Real gods are stranger than fiction – for adults at least

Real gods are stranger than fiction – for adults at least May 11, 2009

The striking thing about supernatural creatures – gods, demons, goblins and the like – is just how very like humans they are. Very often, they will have only one or two magical features, but their other characteristics are decidedly anthropomorphic.

Question is: does this reveal something about the way our minds work? Are there limits to what we can invent?

Cognitive psychologist Pascal Boyer, in his classic book Religion Explained, suggested that supernatural beings are just weird enough to be special, but not so weird as to be difficult to remember or identify with. They are, in his words, minimally counter-intuitive.

Now, clearly many gods break this rule – the Christian concept of trinity is probably as counter-intuitive as it is possible to get. But what subsequent research has shown is that popular concepts of gods conform quite closely to the minimally counter-intuitive model – they are much more anthropomorphic than are theologically correct concepts.

A recent study by Andrew Shtulman has challenged this idea by comparing religious beings (e.g. God, angels) with ones that look similar but are popularly believed to be fictional (e.g. fairies, ghosts).

One of the things he did was to ask children and their parents whether these beings had a variety of anthropomorphic properties. The figure above shows what they found.

Dataset entries:
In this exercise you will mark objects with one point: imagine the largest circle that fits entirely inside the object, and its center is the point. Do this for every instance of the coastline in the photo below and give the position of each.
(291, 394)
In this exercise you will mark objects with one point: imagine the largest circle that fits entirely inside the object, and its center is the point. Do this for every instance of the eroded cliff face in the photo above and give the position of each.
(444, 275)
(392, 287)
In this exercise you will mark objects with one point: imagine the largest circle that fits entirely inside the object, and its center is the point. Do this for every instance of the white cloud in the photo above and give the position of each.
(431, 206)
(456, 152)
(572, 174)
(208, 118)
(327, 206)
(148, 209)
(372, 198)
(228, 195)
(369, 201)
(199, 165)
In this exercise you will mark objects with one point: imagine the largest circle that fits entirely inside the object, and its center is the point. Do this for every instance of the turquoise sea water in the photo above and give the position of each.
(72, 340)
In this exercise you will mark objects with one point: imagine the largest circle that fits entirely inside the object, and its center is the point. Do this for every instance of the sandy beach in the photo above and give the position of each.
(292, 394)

...

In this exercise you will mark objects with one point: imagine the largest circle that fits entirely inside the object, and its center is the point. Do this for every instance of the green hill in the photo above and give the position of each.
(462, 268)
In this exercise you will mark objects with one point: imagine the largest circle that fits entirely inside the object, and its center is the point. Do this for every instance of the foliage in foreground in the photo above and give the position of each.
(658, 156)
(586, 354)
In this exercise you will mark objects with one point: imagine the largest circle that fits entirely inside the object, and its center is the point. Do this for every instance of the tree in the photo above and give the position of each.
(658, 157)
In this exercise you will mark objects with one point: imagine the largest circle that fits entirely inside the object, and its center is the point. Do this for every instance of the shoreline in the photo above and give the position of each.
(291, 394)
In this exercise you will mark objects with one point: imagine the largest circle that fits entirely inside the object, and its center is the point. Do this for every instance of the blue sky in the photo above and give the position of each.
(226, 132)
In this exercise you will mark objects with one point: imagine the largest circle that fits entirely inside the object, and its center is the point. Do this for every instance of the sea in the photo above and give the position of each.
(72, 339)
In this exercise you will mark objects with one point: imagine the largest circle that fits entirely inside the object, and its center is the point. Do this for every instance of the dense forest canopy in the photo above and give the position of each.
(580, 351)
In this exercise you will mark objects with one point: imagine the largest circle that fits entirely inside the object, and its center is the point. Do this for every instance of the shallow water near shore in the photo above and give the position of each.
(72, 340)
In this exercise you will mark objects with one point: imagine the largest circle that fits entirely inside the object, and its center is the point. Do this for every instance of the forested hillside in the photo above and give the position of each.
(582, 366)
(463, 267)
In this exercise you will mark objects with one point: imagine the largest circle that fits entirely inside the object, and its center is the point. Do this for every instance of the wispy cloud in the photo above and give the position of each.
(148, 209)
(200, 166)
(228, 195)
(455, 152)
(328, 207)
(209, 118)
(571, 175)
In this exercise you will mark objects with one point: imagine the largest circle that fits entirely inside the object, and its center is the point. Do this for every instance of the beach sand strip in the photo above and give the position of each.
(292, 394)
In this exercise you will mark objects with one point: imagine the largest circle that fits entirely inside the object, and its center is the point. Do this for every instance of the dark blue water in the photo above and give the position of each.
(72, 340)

Problem set:
1 - Please list the beings that the article on supernatural beings gives as examples in describing the Shtulman study.
2 - Extend the article on supernatural beings from its final sentence.
The listing is separate material, unrelated to the article on supernatural beings.

Responses by task:
1 - God, angels, fairies, ghosts

2 -
In the kids’ minds, both fictional and religious beings were both equally anthropomorphic. Not only did they think like humans (e.g. they could be happy or sad), but they also had physical attributes (e.g. they could be located either inside or outside) and also had biological needs (they got hungry, for example).

The curious thing is that, when it came to describing religious beings, parents gave only half as many physical and biological attributes as did their children. In other words, adults were more likely to think of these entities as disembodied minds.

What this suggests is that you don’t need to think about gods as abstract, non-anthropomorphic beings to start believing in them. But if you are going to maintain that belief, then you have to shift your ideas in that direction.

What’s more, it shows that beliefs about God aren’t fixed in childhood, as some people suppose. In order to retain their beliefs, people adapt them as they mature.

And finally, this does rather suggest that maybe we do have a natural predilection to imagine gods in an anthropomorphic way. Don’t forget, even adults listed on average one physical and one biological attribute to God and angels. Maybe the gods adults believe in are not minimally counter-intuitive, but it seems they are not totally counter-intuitive!

There’s just something intrinsically appealing about a the idea of a person with superhuman powers!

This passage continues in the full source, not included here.